PASSAGE TO READ:
◇ ◇ ◇ ◇ ◇

I took half a gallon of leftover from winter honey when the fruit tree flow happened here and I'll post if I take more. Keepers that stay "on top" of their bees, get about a gallon and a half per year from top bars (I think....I'm sure it varies). It's much less honey than lang hives but good for homesteaders that don't want an extra business;just want honey for themselves. It takes a couple of years to Really know how much you'll get. I believe I'll expand to 3 hives then stop but I'm only starting year 2 and don't know for sure.

Things like treating for mites has to be "tweaked" for top bar hive use but hopefully manufacturers will figure out how popular this method is becoming and make special doses for top bars in the future. Maybe someone has....I haven't checked this year.

MANY top bar beeks go "natural" but it's risky if you can't afford to get bees over and over. Natural top bar keepers usually raise their own queens and have many hives or nucs going into winter so the strongest and most mite resistant live.I've read several times on bee forums that some areas don't have mite problems At All with their top bars. It may be due to letting their hives swarm and breaking up the mite cycle or it may be their climate.

There are all kinds of videos of natural beeks without suits handling top bars too. Bees in top bars are often-but Not always!- calm due to little disturbance during inspecting one bar at a time. Those folks go Real Slow though and never squish a single bee-which would raise an alarm. If an animal "spooked" them the night before you'd get attacked the next day by a gang of angry guards anyway though! I Totally suit up every time I go into a hive,even installing, because I'm new and I simply don't want to get stung. 

When I go to observe or look in the hive window I don't suit up because if they are mad at something a guard bee will come out and bump me right away when I get near. I've never gotten stung visiting the hives to observe but had to freeze a few times before I backed away slowly and just plain ran a few times too. Ha,I find relating to them a delightful adventure. Most days I walk right through part of their flight path just making sure none land on me, then stand or sit awhile to watch. I never know what they might teach me about themselves.

I'm a 60 year old woman with no helpers and I Do think top bars are easy(after a realistic time of study first!!!) and fun. They have added a dimension to my life that I adore! I love them almost like pets but always keep in mind that insects Are different and I act accordingly.


----------

◇ ◇ ◇ ◇ ◇

DATASET RECORDS:
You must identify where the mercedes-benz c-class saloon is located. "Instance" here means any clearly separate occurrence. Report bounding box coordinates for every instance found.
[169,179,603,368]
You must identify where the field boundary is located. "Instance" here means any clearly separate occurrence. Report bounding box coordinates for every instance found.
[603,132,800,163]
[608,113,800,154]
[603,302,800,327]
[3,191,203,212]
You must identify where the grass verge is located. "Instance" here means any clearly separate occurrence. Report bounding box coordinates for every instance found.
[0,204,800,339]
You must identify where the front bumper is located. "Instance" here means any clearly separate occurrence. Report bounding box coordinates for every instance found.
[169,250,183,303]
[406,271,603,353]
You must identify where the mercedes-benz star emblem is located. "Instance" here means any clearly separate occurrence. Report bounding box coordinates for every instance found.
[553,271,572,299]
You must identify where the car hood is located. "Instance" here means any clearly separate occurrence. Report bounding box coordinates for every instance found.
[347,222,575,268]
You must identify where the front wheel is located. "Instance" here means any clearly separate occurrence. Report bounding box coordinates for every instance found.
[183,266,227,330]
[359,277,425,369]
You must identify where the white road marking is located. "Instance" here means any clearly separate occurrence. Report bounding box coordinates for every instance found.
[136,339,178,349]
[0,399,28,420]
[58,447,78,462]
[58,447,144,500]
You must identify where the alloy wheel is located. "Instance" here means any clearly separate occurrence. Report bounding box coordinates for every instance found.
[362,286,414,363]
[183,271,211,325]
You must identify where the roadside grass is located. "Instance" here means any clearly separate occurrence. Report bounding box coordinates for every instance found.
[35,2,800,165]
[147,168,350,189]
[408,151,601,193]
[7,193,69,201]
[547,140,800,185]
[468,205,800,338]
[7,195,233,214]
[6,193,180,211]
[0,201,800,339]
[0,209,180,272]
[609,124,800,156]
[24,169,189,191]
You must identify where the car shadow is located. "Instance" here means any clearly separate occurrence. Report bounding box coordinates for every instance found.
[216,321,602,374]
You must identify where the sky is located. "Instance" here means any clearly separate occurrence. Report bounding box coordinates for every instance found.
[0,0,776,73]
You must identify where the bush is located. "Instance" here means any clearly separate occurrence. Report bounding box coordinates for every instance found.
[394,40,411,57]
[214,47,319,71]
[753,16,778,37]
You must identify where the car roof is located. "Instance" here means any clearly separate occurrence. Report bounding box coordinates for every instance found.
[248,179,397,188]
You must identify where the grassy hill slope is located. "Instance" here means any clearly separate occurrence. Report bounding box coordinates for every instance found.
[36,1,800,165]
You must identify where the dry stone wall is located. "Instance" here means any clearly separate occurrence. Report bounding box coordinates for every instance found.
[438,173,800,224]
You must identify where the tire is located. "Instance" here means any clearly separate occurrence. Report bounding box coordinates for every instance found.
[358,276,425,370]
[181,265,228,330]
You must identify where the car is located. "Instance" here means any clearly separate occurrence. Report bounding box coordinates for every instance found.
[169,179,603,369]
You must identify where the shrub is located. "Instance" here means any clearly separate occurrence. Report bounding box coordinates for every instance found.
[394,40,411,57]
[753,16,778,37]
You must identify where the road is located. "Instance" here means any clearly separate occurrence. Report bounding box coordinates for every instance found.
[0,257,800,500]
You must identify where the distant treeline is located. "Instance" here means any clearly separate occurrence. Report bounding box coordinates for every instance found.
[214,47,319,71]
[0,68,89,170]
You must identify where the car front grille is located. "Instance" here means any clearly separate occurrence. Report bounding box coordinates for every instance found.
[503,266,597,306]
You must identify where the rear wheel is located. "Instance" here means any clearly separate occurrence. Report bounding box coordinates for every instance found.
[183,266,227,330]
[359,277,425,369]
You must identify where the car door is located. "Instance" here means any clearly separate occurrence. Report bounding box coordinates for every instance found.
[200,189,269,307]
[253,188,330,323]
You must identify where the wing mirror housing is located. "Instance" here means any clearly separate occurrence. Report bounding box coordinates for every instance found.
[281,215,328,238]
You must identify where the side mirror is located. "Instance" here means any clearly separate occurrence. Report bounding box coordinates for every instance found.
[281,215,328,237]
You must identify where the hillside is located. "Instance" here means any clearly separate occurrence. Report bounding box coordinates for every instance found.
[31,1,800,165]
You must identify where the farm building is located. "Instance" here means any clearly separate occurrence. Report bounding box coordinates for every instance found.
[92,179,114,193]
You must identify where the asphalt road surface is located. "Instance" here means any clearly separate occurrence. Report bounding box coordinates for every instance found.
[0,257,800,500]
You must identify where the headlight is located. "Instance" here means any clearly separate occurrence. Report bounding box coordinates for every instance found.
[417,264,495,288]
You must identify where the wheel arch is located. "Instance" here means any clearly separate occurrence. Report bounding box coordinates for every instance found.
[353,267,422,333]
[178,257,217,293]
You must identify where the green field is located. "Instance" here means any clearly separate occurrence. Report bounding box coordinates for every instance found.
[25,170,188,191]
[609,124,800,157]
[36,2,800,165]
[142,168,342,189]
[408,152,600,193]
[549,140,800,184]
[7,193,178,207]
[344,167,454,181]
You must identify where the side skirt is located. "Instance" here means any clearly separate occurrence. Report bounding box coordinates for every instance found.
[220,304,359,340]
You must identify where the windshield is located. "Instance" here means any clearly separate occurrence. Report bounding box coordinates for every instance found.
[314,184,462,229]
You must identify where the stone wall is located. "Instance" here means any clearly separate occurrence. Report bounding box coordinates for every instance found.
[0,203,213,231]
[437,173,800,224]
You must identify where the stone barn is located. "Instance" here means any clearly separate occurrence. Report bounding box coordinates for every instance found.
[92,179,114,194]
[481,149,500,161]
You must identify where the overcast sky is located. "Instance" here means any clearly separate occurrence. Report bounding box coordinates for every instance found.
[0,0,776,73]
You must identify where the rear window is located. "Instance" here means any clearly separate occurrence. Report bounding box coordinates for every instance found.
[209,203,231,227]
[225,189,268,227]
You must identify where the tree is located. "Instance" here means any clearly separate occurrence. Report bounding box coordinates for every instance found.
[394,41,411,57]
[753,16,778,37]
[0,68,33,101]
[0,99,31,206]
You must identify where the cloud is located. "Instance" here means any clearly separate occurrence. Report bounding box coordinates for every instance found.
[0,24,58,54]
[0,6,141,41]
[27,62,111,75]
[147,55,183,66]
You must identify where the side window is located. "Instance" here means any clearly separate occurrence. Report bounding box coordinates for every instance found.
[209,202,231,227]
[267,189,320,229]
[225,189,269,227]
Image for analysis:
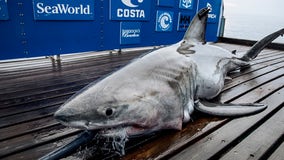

◇ ◇ ◇ ◇ ◇

PROBLEM REQUIREMENTS: Transcribe the portion of the top bar beekeeping post starting with "There are all" and going on through "to get stung.".

EXERCISE ANSWER:
There are all kinds of videos of natural beeks without suits handling top bars too. Bees in top bars are often-but Not always!- calm due to little disturbance during inspecting one bar at a time. Those folks go Real Slow though and never squish a single bee-which would raise an alarm. If an animal "spooked" them the night before you'd get attacked the next day by a gang of angry guards anyway though! I Totally suit up every time I go into a hive,even installing, because I'm new and I simply don't want to get stung.